About this exercise >>
Return the listing line for line, starting at its first line and ending with the line that contains "positive clicks: (143, 30) (216, 156)". Leave the picture out of your answer.

### Source information ###

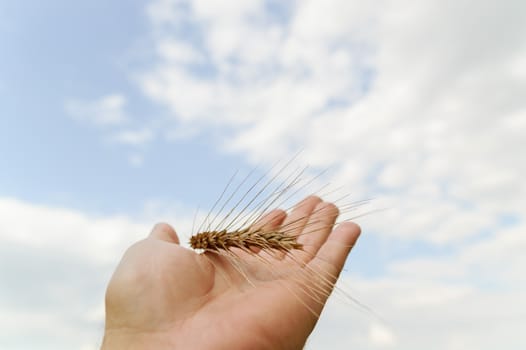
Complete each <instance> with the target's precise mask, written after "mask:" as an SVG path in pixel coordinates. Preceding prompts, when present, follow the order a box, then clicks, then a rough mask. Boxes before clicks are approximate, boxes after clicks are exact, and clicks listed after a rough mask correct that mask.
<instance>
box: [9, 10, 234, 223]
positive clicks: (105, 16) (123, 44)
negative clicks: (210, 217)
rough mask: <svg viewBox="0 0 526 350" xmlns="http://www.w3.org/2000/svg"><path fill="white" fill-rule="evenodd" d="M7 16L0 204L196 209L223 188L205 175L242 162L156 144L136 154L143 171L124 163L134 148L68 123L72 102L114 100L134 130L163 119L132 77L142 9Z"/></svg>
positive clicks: (143, 30) (216, 156)
mask: <svg viewBox="0 0 526 350" xmlns="http://www.w3.org/2000/svg"><path fill="white" fill-rule="evenodd" d="M2 10H3V11H2V13H3V18H7V19H8V20H7V24H5V26H4V28H3V30H2V31H1V32H0V35H1V42H2V46H3V48H4V49H3V50H2V51H3V52H4V54H3V55H2V58H1V63H2V64H1V67H2V68H1V75H0V76H1V79H2V85H3V86H4V89H3V92H2V94H3V95H4V98H2V100H3V102H2V104H1V105H0V108H1V111H0V114H1V115H2V116H3V117H2V119H1V120H2V128H1V131H0V132H1V135H0V136H1V140H2V141H1V142H2V145H1V146H2V147H1V150H0V152H1V157H0V159H2V162H3V166H2V169H3V171H2V174H1V175H0V176H1V183H2V195H4V196H14V197H17V198H21V199H26V200H29V201H34V202H37V203H47V204H54V205H58V206H63V205H65V206H68V207H73V208H78V209H82V210H87V211H89V212H95V213H119V212H124V213H136V212H138V211H140V210H142V207H141V206H142V204H141V203H142V202H144V201H145V200H147V199H149V198H151V197H155V198H158V197H160V198H164V197H166V198H169V197H173V196H175V197H177V198H181V199H182V200H184V201H186V202H188V201H189V202H190V204H191V205H196V204H197V203H199V201H202V200H203V199H205V198H203V197H202V196H201V195H200V194H199V193H207V192H209V191H217V189H218V186H221V185H222V183H224V181H225V176H219V177H217V176H213V177H211V176H209V170H208V169H210V168H212V169H216V171H217V172H220V173H224V172H228V171H230V170H229V169H232V168H235V167H236V165H235V164H236V162H239V161H240V159H237V160H236V158H235V157H234V156H227V155H219V154H218V152H216V150H215V149H214V145H213V144H212V143H211V142H210V141H209V140H208V139H207V138H206V137H197V138H195V139H192V140H187V141H183V142H174V143H168V142H166V141H164V140H162V139H160V140H153V141H152V142H151V143H150V144H148V145H147V146H145V147H143V148H141V149H139V150H138V151H136V152H137V153H141V154H145V158H146V162H145V164H144V166H142V167H135V166H133V165H132V164H130V163H129V162H128V161H127V158H128V155H129V154H130V153H133V152H134V151H135V150H133V148H132V149H130V147H127V146H126V145H122V144H118V143H116V142H112V141H110V140H108V137H107V136H108V135H107V132H108V130H105V129H104V127H100V128H99V127H97V126H93V125H89V124H88V125H86V124H84V123H82V122H79V121H76V120H74V119H72V118H71V117H69V116H68V115H67V111H66V109H65V107H64V103H65V101H66V100H68V99H72V98H73V99H74V98H80V99H96V98H99V97H100V96H101V95H105V94H110V93H112V92H114V91H119V92H120V93H125V94H126V96H127V100H128V103H127V106H126V110H127V113H129V114H130V120H129V124H130V125H133V124H134V123H139V122H140V120H148V119H149V116H155V117H156V118H160V117H161V116H162V114H163V113H166V112H165V111H163V108H162V107H159V106H156V105H155V104H152V103H151V102H150V101H148V100H147V99H145V98H144V96H142V95H141V94H140V92H139V91H138V89H137V87H136V86H134V84H133V82H131V81H130V78H129V76H128V72H129V70H130V69H131V67H134V65H140V63H141V60H142V59H143V57H138V56H143V55H142V54H137V55H136V54H135V53H134V51H135V50H136V49H135V48H136V47H138V46H145V47H146V48H147V47H148V45H147V44H146V45H143V44H142V42H145V41H147V40H148V39H149V38H148V36H147V35H145V31H146V29H147V26H148V23H147V18H146V16H145V14H144V3H143V2H129V3H126V4H122V3H118V2H111V3H106V2H100V3H97V2H94V3H77V4H72V3H70V2H64V1H62V2H61V1H54V2H51V3H46V4H43V3H42V4H40V3H34V2H24V1H22V2H14V3H6V4H4V5H3V6H2ZM144 56H146V57H147V56H148V53H145V54H144ZM237 166H239V165H237ZM180 183H183V184H184V186H181V185H180ZM110 189H111V190H110ZM108 191H110V192H111V197H112V198H111V200H108V199H109V198H108V193H109V192H108Z"/></svg>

###

Response to this exercise >>
Complete each <instance> with the target's precise mask, written after "mask:" as an SVG path in pixel coordinates. Preceding prompts, when present, follow the order a box, then clicks, then a rough mask. Boxes before clicks are approximate, boxes after clicks are exact, and clicks listed after a rough mask correct that mask.
<instance>
box: [9, 10, 234, 223]
positive clicks: (105, 16) (123, 44)
negative clicks: (210, 217)
rough mask: <svg viewBox="0 0 526 350" xmlns="http://www.w3.org/2000/svg"><path fill="white" fill-rule="evenodd" d="M7 16L0 204L196 209L223 188L205 175L242 162L156 144L136 154L143 171L124 163L134 148L68 123L72 102L114 100L134 130L163 119L132 77L142 9Z"/></svg>
positive clicks: (143, 30) (216, 156)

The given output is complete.